## Problem
Count the lines in the items below that contain the string "chrome", treating uppercase and lowercase as different. Reply with the number only.

____ Materials provided

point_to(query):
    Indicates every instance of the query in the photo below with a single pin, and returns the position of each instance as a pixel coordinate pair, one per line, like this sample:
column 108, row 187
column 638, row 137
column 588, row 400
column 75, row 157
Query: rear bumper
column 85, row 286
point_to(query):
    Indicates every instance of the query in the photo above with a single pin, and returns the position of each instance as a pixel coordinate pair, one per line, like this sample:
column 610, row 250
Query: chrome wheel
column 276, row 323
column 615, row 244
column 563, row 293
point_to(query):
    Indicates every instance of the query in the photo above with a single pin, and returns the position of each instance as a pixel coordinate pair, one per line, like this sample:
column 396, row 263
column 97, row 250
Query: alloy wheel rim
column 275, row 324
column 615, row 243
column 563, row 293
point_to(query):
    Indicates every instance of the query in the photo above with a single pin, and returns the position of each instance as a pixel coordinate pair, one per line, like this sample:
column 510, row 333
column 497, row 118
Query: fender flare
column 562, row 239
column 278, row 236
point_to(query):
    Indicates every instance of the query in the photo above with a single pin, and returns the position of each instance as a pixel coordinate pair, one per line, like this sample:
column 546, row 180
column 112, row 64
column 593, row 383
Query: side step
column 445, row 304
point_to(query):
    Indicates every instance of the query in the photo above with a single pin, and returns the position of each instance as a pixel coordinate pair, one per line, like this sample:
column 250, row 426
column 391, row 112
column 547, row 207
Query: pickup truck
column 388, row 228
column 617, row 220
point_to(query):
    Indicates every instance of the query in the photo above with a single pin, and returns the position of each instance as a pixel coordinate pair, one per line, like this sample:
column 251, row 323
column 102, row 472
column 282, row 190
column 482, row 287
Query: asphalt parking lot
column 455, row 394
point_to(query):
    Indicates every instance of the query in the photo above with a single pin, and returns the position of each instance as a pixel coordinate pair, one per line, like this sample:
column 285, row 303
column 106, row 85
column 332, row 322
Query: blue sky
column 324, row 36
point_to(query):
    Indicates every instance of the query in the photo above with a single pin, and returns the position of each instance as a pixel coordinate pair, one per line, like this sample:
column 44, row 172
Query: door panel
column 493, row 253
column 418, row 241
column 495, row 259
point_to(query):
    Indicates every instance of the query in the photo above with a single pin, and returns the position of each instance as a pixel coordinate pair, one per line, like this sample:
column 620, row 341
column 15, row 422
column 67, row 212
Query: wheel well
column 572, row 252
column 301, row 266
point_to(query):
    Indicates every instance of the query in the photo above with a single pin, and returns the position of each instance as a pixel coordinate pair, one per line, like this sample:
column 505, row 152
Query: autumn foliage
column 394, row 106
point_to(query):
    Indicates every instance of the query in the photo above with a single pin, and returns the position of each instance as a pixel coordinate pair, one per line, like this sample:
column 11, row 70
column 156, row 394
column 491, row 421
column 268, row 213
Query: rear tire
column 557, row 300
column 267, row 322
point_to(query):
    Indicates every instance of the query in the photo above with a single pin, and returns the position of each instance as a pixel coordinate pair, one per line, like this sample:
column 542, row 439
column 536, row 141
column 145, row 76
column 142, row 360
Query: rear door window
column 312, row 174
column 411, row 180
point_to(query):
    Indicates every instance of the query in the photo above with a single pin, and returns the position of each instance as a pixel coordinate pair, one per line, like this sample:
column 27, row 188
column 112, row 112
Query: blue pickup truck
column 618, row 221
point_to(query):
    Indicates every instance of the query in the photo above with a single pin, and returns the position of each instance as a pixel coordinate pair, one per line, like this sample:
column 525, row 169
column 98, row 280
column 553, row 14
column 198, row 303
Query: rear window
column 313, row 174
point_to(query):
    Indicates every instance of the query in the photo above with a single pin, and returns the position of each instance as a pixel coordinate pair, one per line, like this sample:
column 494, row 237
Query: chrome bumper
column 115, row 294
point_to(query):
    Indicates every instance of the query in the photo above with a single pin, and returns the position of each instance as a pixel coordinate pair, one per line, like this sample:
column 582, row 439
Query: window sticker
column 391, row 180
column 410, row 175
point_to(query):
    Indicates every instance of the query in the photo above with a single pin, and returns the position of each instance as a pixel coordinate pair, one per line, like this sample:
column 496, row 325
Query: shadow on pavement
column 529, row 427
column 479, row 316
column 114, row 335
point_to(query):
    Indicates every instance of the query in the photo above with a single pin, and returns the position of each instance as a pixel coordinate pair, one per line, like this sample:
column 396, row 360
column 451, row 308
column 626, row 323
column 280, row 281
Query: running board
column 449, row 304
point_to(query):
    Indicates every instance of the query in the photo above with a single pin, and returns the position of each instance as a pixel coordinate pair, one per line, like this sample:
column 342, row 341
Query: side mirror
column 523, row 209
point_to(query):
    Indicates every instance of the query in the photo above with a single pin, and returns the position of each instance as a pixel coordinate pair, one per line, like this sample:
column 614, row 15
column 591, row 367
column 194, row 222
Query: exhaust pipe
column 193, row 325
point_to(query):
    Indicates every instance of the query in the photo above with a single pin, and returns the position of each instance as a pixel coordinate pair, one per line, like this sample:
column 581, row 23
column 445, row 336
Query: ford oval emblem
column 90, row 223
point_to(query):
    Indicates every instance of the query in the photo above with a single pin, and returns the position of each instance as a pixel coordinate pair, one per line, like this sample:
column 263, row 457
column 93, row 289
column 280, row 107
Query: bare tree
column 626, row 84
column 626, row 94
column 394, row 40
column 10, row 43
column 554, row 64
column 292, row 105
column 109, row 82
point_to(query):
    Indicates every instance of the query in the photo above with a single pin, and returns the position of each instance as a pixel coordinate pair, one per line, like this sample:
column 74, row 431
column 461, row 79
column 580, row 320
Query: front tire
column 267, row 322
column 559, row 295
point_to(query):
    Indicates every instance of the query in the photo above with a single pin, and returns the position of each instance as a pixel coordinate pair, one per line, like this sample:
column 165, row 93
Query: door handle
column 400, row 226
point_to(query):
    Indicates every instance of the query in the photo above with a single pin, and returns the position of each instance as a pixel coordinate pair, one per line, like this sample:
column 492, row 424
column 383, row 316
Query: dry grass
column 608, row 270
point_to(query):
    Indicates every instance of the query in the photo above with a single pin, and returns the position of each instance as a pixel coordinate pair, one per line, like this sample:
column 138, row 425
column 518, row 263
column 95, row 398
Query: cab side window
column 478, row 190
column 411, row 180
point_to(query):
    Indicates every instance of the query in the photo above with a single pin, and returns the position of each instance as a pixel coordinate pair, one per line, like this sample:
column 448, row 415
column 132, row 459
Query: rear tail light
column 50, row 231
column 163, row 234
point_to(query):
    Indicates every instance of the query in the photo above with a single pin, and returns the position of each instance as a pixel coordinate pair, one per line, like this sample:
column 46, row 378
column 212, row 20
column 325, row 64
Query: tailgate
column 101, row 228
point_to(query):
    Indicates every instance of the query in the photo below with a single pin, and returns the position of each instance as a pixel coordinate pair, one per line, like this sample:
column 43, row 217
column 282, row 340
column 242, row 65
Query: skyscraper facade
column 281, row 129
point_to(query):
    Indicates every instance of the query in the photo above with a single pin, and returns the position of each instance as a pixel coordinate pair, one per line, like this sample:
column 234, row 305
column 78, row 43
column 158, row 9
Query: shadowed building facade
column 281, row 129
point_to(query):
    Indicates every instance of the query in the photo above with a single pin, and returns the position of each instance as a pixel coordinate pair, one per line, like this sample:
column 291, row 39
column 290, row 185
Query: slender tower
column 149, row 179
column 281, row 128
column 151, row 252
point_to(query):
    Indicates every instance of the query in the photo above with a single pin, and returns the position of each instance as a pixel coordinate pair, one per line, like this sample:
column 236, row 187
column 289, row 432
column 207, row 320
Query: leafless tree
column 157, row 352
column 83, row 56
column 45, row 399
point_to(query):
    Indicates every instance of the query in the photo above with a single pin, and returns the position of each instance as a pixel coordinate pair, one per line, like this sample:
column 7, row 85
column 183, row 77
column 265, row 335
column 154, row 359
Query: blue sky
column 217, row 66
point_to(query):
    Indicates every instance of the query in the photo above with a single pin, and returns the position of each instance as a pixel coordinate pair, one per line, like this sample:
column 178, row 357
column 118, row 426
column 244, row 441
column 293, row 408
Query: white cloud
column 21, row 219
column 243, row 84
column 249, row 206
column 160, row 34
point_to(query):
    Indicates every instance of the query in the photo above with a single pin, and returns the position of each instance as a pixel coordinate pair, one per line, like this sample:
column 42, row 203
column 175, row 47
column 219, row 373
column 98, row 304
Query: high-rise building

________

## Task solution
2